| Problem description |
Each record, exactly as written, should be printed again.

| Data section |

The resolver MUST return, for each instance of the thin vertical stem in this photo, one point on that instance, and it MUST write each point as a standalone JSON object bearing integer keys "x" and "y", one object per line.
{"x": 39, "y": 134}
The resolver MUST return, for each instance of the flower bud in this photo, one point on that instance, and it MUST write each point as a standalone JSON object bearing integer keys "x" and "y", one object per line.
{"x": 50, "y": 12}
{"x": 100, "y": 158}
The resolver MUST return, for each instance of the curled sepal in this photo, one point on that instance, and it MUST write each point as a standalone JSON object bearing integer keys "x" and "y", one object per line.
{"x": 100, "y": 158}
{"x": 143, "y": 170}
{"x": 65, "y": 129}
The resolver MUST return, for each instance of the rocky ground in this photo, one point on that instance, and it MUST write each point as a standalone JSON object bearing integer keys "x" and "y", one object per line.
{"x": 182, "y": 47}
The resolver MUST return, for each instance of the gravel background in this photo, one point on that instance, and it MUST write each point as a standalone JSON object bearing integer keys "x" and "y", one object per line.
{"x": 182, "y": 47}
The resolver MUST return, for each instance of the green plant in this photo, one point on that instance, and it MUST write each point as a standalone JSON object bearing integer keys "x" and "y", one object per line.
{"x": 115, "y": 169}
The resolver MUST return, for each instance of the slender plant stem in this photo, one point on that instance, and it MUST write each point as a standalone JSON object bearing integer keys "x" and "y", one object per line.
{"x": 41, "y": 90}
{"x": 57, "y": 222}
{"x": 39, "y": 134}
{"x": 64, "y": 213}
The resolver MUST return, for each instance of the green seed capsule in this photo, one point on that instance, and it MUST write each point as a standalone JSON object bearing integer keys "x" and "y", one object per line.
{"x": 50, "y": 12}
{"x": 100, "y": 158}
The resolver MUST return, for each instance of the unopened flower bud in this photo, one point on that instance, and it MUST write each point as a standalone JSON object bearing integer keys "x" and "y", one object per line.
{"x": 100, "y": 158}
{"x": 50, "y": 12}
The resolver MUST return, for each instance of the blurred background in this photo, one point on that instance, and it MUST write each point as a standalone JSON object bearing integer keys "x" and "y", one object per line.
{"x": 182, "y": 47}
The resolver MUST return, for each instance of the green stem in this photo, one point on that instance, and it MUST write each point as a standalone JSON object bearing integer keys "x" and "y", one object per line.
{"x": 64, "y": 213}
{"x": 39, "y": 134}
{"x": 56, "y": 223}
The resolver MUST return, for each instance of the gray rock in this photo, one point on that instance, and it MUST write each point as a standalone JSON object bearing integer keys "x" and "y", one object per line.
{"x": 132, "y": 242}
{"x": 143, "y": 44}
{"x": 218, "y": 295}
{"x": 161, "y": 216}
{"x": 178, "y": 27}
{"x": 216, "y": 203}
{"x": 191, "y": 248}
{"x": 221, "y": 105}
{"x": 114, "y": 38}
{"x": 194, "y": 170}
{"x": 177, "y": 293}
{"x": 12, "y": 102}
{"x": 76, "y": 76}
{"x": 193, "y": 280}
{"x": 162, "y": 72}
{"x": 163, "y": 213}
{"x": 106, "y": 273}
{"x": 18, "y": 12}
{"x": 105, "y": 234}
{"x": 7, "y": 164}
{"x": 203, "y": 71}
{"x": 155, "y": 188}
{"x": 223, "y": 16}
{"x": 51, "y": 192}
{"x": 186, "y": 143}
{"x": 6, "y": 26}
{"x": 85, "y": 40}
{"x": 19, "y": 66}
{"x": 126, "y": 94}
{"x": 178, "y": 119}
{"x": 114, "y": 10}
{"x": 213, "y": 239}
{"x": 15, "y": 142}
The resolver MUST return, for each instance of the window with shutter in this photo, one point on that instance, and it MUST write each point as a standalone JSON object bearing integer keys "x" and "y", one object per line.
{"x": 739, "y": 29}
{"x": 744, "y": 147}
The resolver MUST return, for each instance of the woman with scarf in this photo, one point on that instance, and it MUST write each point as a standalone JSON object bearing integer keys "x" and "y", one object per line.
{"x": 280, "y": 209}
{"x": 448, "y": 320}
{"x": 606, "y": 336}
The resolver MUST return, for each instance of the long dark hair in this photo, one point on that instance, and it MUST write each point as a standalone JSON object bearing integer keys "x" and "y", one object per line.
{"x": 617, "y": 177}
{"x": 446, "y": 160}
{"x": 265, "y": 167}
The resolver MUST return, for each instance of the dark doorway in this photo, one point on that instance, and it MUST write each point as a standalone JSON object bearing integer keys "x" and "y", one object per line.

| Written solution |
The resolver MUST return, for each instance of the thin vertical stem in this photo, one point on that instance, and it MUST write each point as a standalone JSON object bearing integer keys "x" and "y", one object per line.
{"x": 39, "y": 134}
The resolver MUST return, for each instance of the flower bud in this photo, one point on that instance, and it MUST write each point as a standalone JSON object bearing integer keys "x" and "y", one object per line.
{"x": 50, "y": 12}
{"x": 100, "y": 158}
The resolver MUST return, for each instance of the curled sepal in this photo, one point on that instance, and it MUST write each point as a standalone JSON object bearing integer keys "x" and "y", one object per line.
{"x": 100, "y": 158}
{"x": 143, "y": 170}
{"x": 65, "y": 129}
The resolver MUST return, for each instance of the rocky ground in this photo, one point on that instance, and it MUST write each point as a standalone JSON object bearing integer keys "x" and "y", one object per line.
{"x": 182, "y": 47}
The resolver MUST return, for each instance of the gravel background in this photo, one point on that instance, and it MUST write each point as a standalone JSON object bearing integer keys "x" and "y", one object per line.
{"x": 182, "y": 47}
The resolver MUST return, for each instance of the green plant in this photo, one point on that instance, and it MUST write each point as a standalone JSON object bearing integer keys "x" and "y", one object per line.
{"x": 115, "y": 169}
The resolver MUST return, for each instance of the slender plant stem in this photo, one point on that instance, and it MUST write each point as a standalone JSON object bearing integer keys "x" and "y", one object per line.
{"x": 41, "y": 90}
{"x": 57, "y": 222}
{"x": 39, "y": 134}
{"x": 64, "y": 213}
The resolver MUST return, for each instance of the green seed capsule in this photo, one point on that instance, and it MUST write each point as a standalone JSON object bearing integer keys "x" and "y", one object per line.
{"x": 50, "y": 12}
{"x": 100, "y": 158}
The resolver MUST return, for each instance of the unopened flower bud in this photo, one point on that instance, and it MUST write each point as a standalone JSON object bearing integer keys "x" and "y", one object per line.
{"x": 100, "y": 158}
{"x": 50, "y": 12}
The resolver MUST return, for each instance of the blurred background in this photo, one point on that instance, and it MUST write each point as a standalone JSON object bearing integer keys "x" and "y", one object per line.
{"x": 182, "y": 47}
The resolver MUST return, for each instance of the green stem in this photo, one point on that instance, and it MUST write each point as a standalone JSON object bearing integer keys "x" and "y", one object per line.
{"x": 64, "y": 213}
{"x": 39, "y": 134}
{"x": 56, "y": 223}
The resolver MUST return, for each instance of the gray rock in this photo, one point on that instance, and it MUST write each point as a standalone JSON object bearing integer keys "x" and "y", one object per line.
{"x": 132, "y": 242}
{"x": 143, "y": 44}
{"x": 218, "y": 295}
{"x": 161, "y": 216}
{"x": 178, "y": 27}
{"x": 216, "y": 203}
{"x": 191, "y": 248}
{"x": 221, "y": 105}
{"x": 114, "y": 38}
{"x": 194, "y": 170}
{"x": 177, "y": 293}
{"x": 12, "y": 102}
{"x": 76, "y": 76}
{"x": 193, "y": 280}
{"x": 162, "y": 72}
{"x": 163, "y": 213}
{"x": 106, "y": 273}
{"x": 18, "y": 12}
{"x": 105, "y": 234}
{"x": 7, "y": 164}
{"x": 203, "y": 71}
{"x": 155, "y": 188}
{"x": 223, "y": 16}
{"x": 51, "y": 192}
{"x": 186, "y": 143}
{"x": 6, "y": 26}
{"x": 85, "y": 40}
{"x": 19, "y": 66}
{"x": 126, "y": 94}
{"x": 178, "y": 119}
{"x": 114, "y": 10}
{"x": 213, "y": 239}
{"x": 15, "y": 142}
The resolver MUST return, for each instance of the window with shutter in this photo, one point on that instance, and it MUST write each point as a standalone JSON object bearing integer keys "x" and "y", one object per line.
{"x": 739, "y": 29}
{"x": 744, "y": 147}
The resolver MUST return, for each instance of the woman with scarf in this photo, one point on that instance, and it MUST write each point as a standalone JSON object bearing integer keys "x" and "y", one object per line.
{"x": 280, "y": 209}
{"x": 448, "y": 320}
{"x": 606, "y": 336}
The resolver MUST return, for each instance of the long dark hair in this photo, one point on that instance, and it MUST write each point as a standalone JSON object bearing integer keys "x" and "y", one object per line.
{"x": 617, "y": 177}
{"x": 446, "y": 160}
{"x": 265, "y": 167}
The resolver MUST return, for each instance of the dark doorway in this photo, one point on that instance, and it MUST write each point as a standalone JSON object bearing integer keys "x" and "y", one object per line.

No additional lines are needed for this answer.